TASK DIRECTIONS: Extract all of the data and reproduce it precisely.

ENTRIES:
▶

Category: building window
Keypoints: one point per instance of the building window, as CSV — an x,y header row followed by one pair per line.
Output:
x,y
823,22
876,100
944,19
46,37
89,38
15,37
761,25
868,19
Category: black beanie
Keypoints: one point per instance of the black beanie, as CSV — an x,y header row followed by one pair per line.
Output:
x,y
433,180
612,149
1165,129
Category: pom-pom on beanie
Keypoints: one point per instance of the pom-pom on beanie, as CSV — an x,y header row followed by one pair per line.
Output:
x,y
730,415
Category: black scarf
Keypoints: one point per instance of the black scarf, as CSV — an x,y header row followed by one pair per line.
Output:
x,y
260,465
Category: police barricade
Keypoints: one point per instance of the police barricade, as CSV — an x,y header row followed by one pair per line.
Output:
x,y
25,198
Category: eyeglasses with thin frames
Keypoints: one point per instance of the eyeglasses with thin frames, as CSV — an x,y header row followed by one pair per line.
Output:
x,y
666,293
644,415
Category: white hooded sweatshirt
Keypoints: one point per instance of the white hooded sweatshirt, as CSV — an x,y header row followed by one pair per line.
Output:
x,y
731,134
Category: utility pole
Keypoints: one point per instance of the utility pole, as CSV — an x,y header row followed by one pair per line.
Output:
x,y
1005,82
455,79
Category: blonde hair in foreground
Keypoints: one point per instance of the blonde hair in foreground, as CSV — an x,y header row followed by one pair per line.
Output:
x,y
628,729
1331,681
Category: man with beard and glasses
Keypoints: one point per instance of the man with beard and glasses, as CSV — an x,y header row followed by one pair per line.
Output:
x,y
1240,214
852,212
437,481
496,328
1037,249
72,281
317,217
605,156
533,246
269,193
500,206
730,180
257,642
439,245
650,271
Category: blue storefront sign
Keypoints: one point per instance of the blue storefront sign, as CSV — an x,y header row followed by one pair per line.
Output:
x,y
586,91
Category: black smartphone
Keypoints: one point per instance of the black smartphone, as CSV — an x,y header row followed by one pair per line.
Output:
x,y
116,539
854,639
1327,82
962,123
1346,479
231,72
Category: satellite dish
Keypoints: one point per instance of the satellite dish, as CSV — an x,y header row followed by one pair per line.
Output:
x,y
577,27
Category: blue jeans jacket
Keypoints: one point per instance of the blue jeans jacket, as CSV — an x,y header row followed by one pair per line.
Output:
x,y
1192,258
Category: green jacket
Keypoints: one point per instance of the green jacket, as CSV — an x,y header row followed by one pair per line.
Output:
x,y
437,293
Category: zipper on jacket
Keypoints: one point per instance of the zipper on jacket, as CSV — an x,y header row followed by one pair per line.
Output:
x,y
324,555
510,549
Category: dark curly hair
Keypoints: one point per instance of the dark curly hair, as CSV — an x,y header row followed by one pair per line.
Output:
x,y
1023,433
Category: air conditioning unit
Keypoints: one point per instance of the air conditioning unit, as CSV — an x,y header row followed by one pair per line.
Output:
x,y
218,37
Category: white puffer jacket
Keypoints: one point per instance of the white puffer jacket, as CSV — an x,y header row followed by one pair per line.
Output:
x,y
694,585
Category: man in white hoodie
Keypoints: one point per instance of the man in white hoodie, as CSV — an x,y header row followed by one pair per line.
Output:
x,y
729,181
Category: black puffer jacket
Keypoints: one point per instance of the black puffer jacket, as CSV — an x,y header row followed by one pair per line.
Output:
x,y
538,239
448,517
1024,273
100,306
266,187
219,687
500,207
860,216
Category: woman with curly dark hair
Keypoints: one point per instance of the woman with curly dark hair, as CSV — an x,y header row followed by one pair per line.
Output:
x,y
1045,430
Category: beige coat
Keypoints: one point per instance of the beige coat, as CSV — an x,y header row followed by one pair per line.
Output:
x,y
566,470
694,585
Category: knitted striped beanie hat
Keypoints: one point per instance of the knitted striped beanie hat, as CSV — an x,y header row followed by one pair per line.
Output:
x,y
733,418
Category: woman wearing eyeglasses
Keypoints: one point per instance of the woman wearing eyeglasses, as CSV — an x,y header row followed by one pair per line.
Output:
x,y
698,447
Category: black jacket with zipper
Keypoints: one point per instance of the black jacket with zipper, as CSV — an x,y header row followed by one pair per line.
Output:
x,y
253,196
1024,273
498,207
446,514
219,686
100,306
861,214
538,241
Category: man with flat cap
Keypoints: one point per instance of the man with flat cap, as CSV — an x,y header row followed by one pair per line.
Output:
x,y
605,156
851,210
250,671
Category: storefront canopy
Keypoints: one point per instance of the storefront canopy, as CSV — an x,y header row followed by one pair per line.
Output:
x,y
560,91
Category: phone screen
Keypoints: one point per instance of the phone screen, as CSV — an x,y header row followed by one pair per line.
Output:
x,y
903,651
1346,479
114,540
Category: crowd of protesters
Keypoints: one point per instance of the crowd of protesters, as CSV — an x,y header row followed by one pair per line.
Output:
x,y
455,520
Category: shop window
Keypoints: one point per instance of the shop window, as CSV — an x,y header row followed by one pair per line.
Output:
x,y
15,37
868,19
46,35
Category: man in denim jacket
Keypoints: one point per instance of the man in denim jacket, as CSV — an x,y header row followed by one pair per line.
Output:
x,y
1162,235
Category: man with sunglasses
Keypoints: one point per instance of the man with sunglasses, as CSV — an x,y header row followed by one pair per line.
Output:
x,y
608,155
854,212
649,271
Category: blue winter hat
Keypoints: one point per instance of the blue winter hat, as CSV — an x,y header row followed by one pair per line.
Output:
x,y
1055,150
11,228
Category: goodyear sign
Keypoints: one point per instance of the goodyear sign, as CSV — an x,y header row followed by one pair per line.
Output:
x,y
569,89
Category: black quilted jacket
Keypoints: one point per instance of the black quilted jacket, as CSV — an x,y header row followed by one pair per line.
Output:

◀

RIGHT ANSWER:
Category: building window
Keypoints: one point per instance of the building window, as CSV — an x,y header row followed by one pair per line.
Output:
x,y
823,22
876,100
944,19
46,37
89,38
15,37
761,25
868,19
Category: black beanie
Keypoints: one point per instance of the black beanie, as CSV — an x,y header row followed by one pair per line.
Output:
x,y
433,180
612,149
1165,129
Category: pom-pom on beanie
Keypoints: one point per instance of the pom-pom on beanie, as CSV — an x,y header row followed by one pair per line.
Output:
x,y
730,415
Category: black scarf
Keypoints: one point per instance of the black scarf, as CSV — an x,y header row followed by one pair per line.
Output:
x,y
260,465
Category: police barricade
Keypoints: one point per instance of the police barricade, as CSV — an x,y header row followed by one pair per line.
Output:
x,y
25,198
Category: eyeglasses with thin frames
Keypoints: one point per instance of the eyeglasses with thin frames, as CSV — an x,y header row followed by one pair per line.
Output:
x,y
666,293
644,415
Category: white hooded sweatshirt
Keypoints: one point per instance of the white hooded sweatshirt, as CSV — an x,y header row followed by one pair per line.
Output:
x,y
731,134
Category: utility pole
Keypoints: one point per instance of the utility pole, as CSV — an x,y header row followed by one pair per line.
Output:
x,y
1005,82
455,79
Category: blonde hair in foreground
Keypoints: one point per instance of the blonde hair in foreground, as CSV — an x,y header row followed by one pair per line.
Output:
x,y
628,729
1331,681
Category: man with beard and glasses
Keypoints: one point per instance of the man with beard and glasses, as CSV — an x,y header row followed by one pair per line.
Output:
x,y
1240,214
852,212
437,481
496,328
1037,249
72,281
317,217
605,156
533,246
269,193
500,206
730,180
257,642
439,245
650,271
Category: blue storefront sign
Keypoints: one point per instance of the blue storefront sign, as CSV — an x,y header row followed by one pair per line.
Output:
x,y
586,91
Category: black smartphone
Keypoints: one point per instance of the black smartphone, as CSV — an x,y header row followed by one pair per line.
Output:
x,y
116,539
854,639
1327,82
962,123
1346,479
231,72
Category: satellite dish
Keypoints: one point per instance of the satellite dish, as CSV — an x,y header row followed by one pair per line.
Output:
x,y
577,27
Category: blue jeans jacket
Keypoints: one point per instance of the blue jeans jacket, as CSV — an x,y header row followed by one pair per line.
Output:
x,y
1192,258
Category: green jacket
Keypoints: one point per instance of the green jacket, as CSV — an x,y header row followed by one pair per line.
Output:
x,y
437,293
Category: zipper on jacket
Keypoints: one point per instance of the zipper on jacket, as CSV — an x,y header row followed by one pair per line.
Output:
x,y
324,555
510,549
Category: dark curly hair
Keypoints: one point per instance of the dark curly hair, as CSV — an x,y header row followed by one pair per line.
Output:
x,y
1023,433
Category: air conditioning unit
Keypoints: one point per instance of the air conditioning unit, as CSV — an x,y header row followed by one pair per line.
Output:
x,y
218,37
Category: white puffer jacket
Keypoints: one point per instance of the white puffer jacket, as CSV — an x,y header row followed by one pair per line.
Output:
x,y
694,585
Category: man in white hoodie
Keypoints: one point per instance of the man in white hoodie, as CSV — an x,y header row followed by one pair per line.
Output:
x,y
729,181
Category: black puffer jacket
Keypoints: one point per instance of the black puffer jacket, as CSV — an x,y header row followed by one pair per line.
Output:
x,y
538,239
448,517
1024,273
100,306
266,187
219,687
500,207
860,216
Category: woman with curly dark hair
Keypoints: one point per instance of the woman with curly dark hair, as CSV — an x,y header row followed by one pair per line.
Output:
x,y
1045,430
Category: beige coat
Keypoints: one point per instance of the beige coat, as CSV — an x,y header row followed by one pair per line.
Output:
x,y
566,470
694,585
Category: knitted striped beanie hat
Keypoints: one point per instance of the knitted striped beanie hat, as CSV — an x,y header row followed by one pair per line.
Output:
x,y
733,418
Category: woman wearing eyeglasses
Keypoints: one point per instance of the woman wearing eyeglasses, as CSV — an x,y header row followed by one pair per line.
Output:
x,y
698,447
Category: black jacket with zipper
Keypoints: one point per instance of the black jacket with zipper, as CSV — an x,y header row followed by one pair per line.
Output:
x,y
253,196
1024,273
498,207
446,514
219,686
100,306
861,214
538,241
Category: man with flat cap
Keypoints: one point per instance of the man with flat cap, as CSV — an x,y header row followed by one pair per line.
Output:
x,y
605,156
851,210
250,671
Category: storefront canopy
Keypoints: one point per instance of the storefront canopy, as CSV — an x,y header row followed by one pair per line.
Output:
x,y
560,91
Category: phone screen
Keypoints: one point per instance of the phone screen, as CSV — an x,y header row followed by one pair per line.
Output:
x,y
903,651
1346,479
114,540
Category: crowd of protesters
Keypoints: one point per instance of the crowd of protesters, as CSV — an x,y header row followed by one pair per line.
Output:
x,y
455,520
Category: shop window
Keypoints: one point per instance of the shop window, as CSV — an x,y header row followed by one pair per line.
Output:
x,y
15,37
868,19
46,35
Category: man in denim jacket
Keypoints: one point per instance of the man in denim jacket, as CSV — an x,y header row followed by one pair per line.
Output:
x,y
1162,235
Category: man with sunglasses
Keypoints: one point per instance of the man with sunglasses, as CSV — an x,y header row followed by one pair per line.
Output:
x,y
608,155
854,212
649,271
Category: blue winter hat
Keypoints: one point per instance of the blue winter hat, as CSV — an x,y header row followed by one pair per line.
Output:
x,y
1055,150
11,228
Category: goodyear sign
Keypoints: one point per instance of the goodyear sign, as CSV — an x,y header row followed by one pair per line.
Output:
x,y
569,89
Category: black quilted jacket
Keypoints: one point per instance of the black quilted jacket, as CSV — an x,y header row followed by one pair per line.
Output:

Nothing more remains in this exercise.